- [Zadanie do wykonania]: Przepisz bez żadnych zmian wiersze wpisów od samego początku aż do wiersza zawierającego "positive clicks: (74, 100)" włącznie.

- [Zbiór wpisów]:
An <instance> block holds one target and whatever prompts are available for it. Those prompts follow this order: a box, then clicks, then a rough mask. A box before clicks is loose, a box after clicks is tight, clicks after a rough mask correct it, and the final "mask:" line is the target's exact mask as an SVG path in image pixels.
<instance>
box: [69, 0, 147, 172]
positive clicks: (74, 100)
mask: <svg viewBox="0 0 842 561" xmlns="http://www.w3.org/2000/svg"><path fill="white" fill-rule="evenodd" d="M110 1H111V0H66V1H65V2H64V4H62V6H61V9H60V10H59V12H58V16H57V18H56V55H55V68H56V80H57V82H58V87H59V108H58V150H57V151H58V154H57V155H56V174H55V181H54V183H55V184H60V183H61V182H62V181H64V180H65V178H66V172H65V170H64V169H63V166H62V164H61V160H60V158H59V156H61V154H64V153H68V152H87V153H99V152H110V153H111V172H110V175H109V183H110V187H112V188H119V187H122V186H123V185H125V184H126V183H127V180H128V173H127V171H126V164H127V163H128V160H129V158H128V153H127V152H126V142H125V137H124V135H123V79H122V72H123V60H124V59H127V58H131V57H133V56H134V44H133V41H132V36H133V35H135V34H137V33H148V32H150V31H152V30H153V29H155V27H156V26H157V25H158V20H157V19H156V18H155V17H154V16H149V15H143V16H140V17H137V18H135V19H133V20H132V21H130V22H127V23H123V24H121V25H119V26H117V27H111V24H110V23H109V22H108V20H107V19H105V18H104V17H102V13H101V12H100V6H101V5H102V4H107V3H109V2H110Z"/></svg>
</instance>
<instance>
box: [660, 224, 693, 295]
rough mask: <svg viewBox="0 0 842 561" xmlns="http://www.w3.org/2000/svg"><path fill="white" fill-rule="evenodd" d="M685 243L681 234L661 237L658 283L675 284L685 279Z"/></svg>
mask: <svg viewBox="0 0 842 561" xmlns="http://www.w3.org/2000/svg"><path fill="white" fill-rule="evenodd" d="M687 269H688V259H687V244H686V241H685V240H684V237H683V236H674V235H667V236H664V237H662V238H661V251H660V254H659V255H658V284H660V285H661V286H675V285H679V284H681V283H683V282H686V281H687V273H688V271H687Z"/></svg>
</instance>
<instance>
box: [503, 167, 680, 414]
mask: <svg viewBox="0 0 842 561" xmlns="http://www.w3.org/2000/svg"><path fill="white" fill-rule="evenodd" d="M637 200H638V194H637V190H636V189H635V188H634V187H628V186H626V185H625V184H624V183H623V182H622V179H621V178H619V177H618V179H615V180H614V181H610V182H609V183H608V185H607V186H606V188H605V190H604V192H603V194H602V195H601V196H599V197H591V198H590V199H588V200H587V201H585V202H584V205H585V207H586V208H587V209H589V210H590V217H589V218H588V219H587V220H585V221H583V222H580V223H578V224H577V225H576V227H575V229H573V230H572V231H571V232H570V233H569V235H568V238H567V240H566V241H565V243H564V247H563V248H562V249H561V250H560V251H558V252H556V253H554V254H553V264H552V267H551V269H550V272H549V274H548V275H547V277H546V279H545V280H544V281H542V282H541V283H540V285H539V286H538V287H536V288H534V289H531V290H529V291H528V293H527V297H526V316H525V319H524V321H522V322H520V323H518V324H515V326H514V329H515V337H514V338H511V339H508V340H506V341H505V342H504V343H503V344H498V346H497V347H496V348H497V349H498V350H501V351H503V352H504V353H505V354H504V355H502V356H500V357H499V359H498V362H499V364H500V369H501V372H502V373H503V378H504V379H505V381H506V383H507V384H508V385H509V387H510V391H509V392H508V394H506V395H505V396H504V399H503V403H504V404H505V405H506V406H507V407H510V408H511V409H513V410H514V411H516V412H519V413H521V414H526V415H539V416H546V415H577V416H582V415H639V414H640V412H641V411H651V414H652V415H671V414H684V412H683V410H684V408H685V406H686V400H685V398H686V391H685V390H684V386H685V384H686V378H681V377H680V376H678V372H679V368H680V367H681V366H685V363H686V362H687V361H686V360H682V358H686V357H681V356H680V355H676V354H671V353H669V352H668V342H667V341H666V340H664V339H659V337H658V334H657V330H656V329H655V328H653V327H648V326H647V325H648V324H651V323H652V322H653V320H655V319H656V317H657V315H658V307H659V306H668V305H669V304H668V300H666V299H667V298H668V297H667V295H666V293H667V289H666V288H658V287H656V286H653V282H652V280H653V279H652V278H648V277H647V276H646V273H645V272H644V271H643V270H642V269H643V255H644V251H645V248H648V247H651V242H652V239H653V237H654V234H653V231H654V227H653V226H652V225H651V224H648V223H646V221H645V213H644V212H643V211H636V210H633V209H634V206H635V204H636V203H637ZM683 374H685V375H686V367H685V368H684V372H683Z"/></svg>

- [Odpowiedź do ćwiczenia]:
An <instance> block holds one target and whatever prompts are available for it. Those prompts follow this order: a box, then clicks, then a rough mask. A box before clicks is loose, a box after clicks is tight, clicks after a rough mask correct it, and the final "mask:" line is the target's exact mask as an SVG path in image pixels.
<instance>
box: [69, 0, 147, 172]
positive clicks: (74, 100)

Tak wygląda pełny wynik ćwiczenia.